> EXERCISE REQUIREMENTS
Output each record verbatim, with pictures left out.

Recorded data
◆ ◆ ◆ ◆

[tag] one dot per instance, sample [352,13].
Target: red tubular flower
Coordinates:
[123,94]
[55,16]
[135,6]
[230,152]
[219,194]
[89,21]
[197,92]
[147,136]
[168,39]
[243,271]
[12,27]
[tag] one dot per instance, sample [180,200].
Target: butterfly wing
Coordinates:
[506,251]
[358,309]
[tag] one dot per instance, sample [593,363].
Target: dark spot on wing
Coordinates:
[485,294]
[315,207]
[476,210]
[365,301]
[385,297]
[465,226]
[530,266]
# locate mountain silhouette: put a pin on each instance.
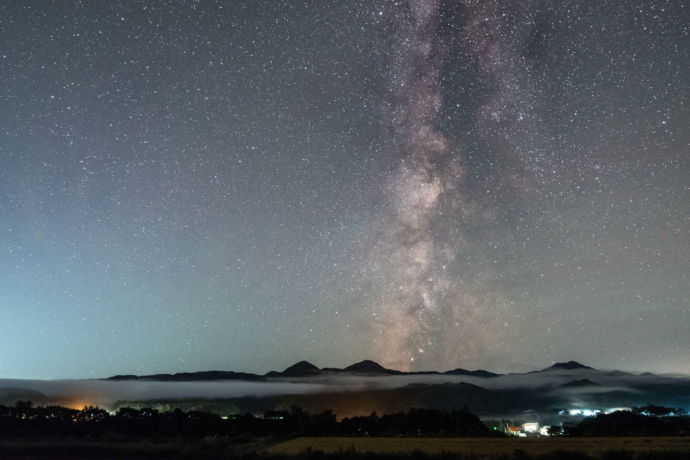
(477, 373)
(300, 369)
(570, 365)
(370, 367)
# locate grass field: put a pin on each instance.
(482, 447)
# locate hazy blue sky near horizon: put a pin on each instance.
(190, 185)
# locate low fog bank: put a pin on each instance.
(571, 384)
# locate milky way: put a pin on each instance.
(428, 183)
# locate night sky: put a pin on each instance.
(194, 185)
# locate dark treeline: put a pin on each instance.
(26, 420)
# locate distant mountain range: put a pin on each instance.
(367, 386)
(542, 393)
(299, 370)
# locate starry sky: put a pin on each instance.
(432, 184)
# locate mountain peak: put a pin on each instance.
(570, 365)
(369, 367)
(300, 369)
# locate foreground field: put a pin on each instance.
(482, 446)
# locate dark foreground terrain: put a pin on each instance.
(56, 432)
(354, 448)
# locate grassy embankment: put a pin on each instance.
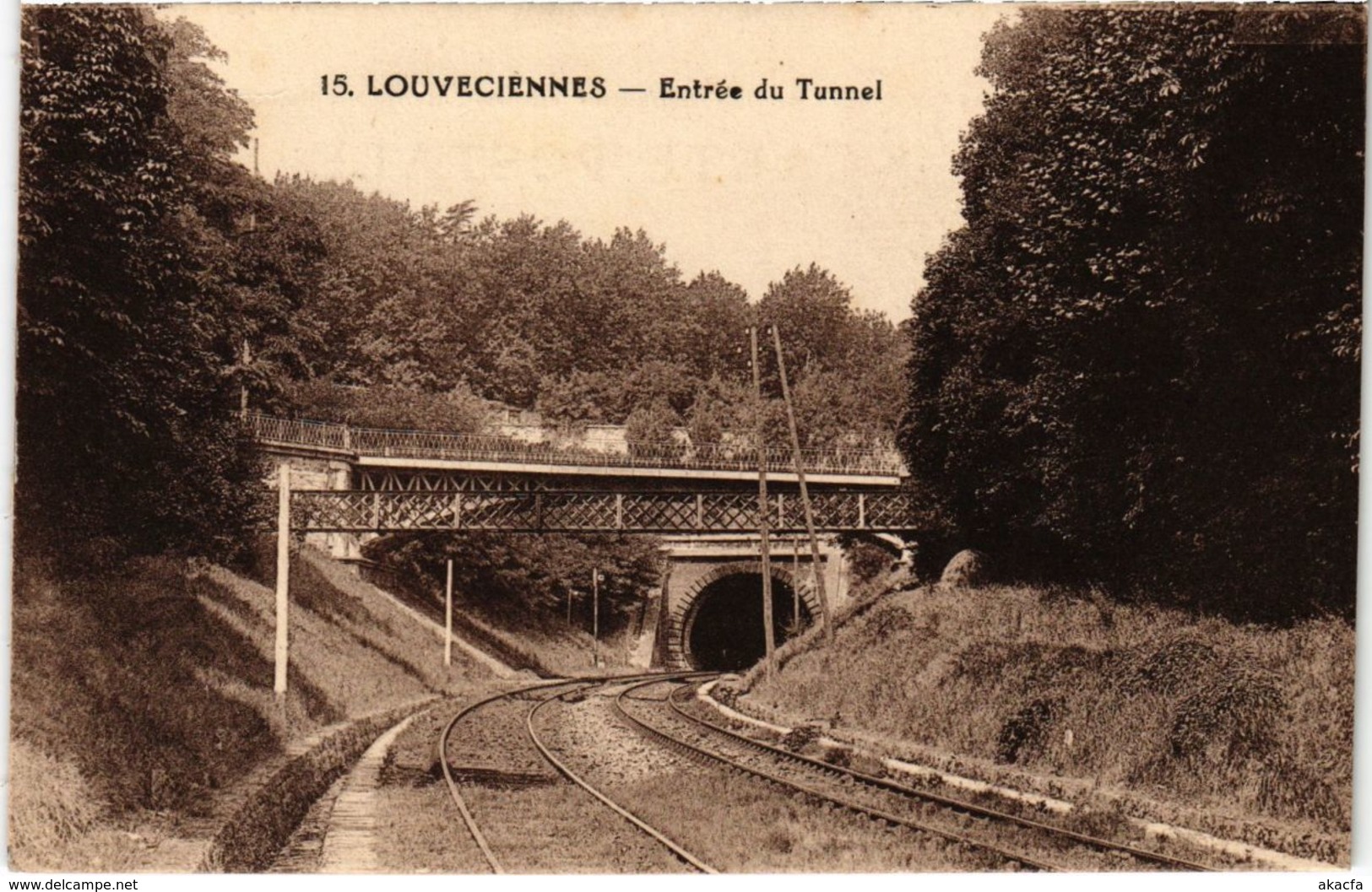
(142, 695)
(1238, 730)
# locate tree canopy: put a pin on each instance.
(1139, 359)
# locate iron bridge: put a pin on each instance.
(372, 511)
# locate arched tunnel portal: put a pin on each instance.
(720, 626)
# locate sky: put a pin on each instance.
(746, 187)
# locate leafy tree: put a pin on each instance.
(1137, 360)
(124, 350)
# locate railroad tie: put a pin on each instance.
(349, 843)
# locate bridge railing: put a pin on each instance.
(368, 511)
(386, 444)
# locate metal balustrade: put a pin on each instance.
(489, 447)
(366, 511)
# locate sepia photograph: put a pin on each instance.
(713, 440)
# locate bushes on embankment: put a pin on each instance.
(142, 694)
(1247, 722)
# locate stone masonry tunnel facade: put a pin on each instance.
(713, 611)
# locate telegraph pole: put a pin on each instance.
(805, 493)
(283, 576)
(763, 519)
(447, 616)
(596, 616)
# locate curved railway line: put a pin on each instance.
(508, 727)
(882, 799)
(541, 695)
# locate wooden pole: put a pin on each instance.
(805, 493)
(768, 635)
(447, 616)
(243, 390)
(283, 574)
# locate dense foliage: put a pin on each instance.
(1139, 359)
(516, 576)
(135, 289)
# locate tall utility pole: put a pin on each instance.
(447, 616)
(763, 521)
(805, 493)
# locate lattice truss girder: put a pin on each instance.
(362, 511)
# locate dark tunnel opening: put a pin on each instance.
(726, 633)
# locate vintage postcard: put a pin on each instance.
(597, 440)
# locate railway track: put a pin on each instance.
(1003, 835)
(511, 733)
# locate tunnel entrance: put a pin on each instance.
(724, 630)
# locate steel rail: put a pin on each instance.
(958, 804)
(675, 743)
(638, 822)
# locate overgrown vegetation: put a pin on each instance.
(1137, 363)
(144, 694)
(1236, 719)
(513, 591)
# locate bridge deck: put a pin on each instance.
(490, 453)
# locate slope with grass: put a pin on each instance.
(142, 695)
(1240, 730)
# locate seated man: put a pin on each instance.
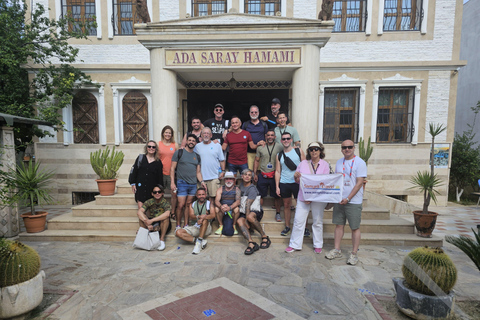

◆ ◆ ◆ ◆

> SOLUTION FOR THIS TASK
[tag] one dot per instance, sample [352,13].
Target: red tubular flower
Coordinates:
[123,94]
[55,16]
[135,6]
[230,152]
[219,194]
[89,21]
[197,92]
[147,136]
[168,39]
[243,271]
[12,27]
[tag] one dot per instance, sample [180,200].
Target: butterfly wing
Coordinates:
[506,251]
[358,309]
[tag] one dot per instance, sample [593,363].
Target: dark spot on wing
Coordinates:
[485,294]
[315,207]
[476,210]
[365,301]
[385,297]
[465,226]
[530,266]
# locate mountain silhouette: put a pin on each instance.
(477, 373)
(300, 369)
(570, 365)
(370, 367)
# locate grass field: put a pin on each instance.
(482, 447)
# locate hazy blue sky near horizon: put a pin on each instance.
(190, 185)
# locate low fog bank: put a pin on each instance.
(571, 384)
# locate milky way: put a pin on each instance.
(428, 183)
# locate night sky: put a pin on each instance.
(194, 185)
# locate dark treeline: put a pin on each instance.
(26, 420)
# locate distant mountain range: put a pin on each instance.
(367, 386)
(542, 393)
(299, 370)
# locate starry sky: put a pin on each instance.
(432, 184)
# locate mountain peak: put a pin on each instance.
(570, 365)
(369, 367)
(300, 369)
# locate foreground field: put a pin on each instance.
(482, 446)
# locate dark foreground terrain: put a pin on each instance.
(56, 432)
(354, 448)
# locate grassy embankment: put a pin on each instance.
(142, 695)
(1238, 730)
# locate tree canopy: put a pin on each instance.
(1139, 359)
# locate iron bridge: put a pin on each instance.
(372, 511)
# locate arched tunnel portal: put a pin on each instance.
(720, 626)
# locate sky: put a pin on each instance.
(746, 187)
# locate leafy tree: put a pin on each instance.
(1137, 360)
(124, 350)
# locate railroad tie: put a pin on each instance.
(349, 843)
# locate bridge railing: put a pin on each instance.
(368, 511)
(386, 444)
# locate metal balustrade: put a pin on each instance.
(489, 447)
(366, 511)
# locate sepia photograph: put a pin on each instance.
(713, 440)
# locate bushes on embankment: put a pin on each instance.
(142, 694)
(1247, 722)
# locate stone masonry tunnel facade: put a pin on each instance.
(713, 611)
# locate telegraph pole: put a pin on each instance.
(805, 493)
(283, 576)
(763, 519)
(447, 616)
(596, 616)
# locate curved railway line: put a pin on each instance.
(508, 727)
(882, 799)
(541, 695)
# locate wooden pole: put a pin on each instance.
(805, 493)
(768, 635)
(447, 616)
(243, 390)
(283, 574)
# locate dense foliage: put a pin on each instance.
(1139, 359)
(516, 576)
(135, 289)
# locate tall utility pole: put a pin on each instance.
(447, 616)
(763, 521)
(805, 493)
# locate lattice truss girder: put a pin on each instance.
(362, 511)
# locate dark tunnel opening: put a pin on each instance.
(726, 633)
# locate vintage postcard: put a pin on each instance.
(597, 440)
# locate railway track: put a pin on each instance.
(1003, 835)
(511, 733)
# locate tunnel entrance: put a pin on each instance.
(724, 630)
# locate steel rail: put a pin on each instance.
(958, 804)
(675, 743)
(638, 822)
# locate overgrown vegetation: put a pin on each instance.
(1137, 363)
(144, 694)
(1236, 719)
(513, 591)
# locate bridge deck: put a pin on each instance.
(490, 453)
# locate slope with grass: put a pin on each instance.
(142, 695)
(1240, 730)
# locate seated man: put a pin on each instance.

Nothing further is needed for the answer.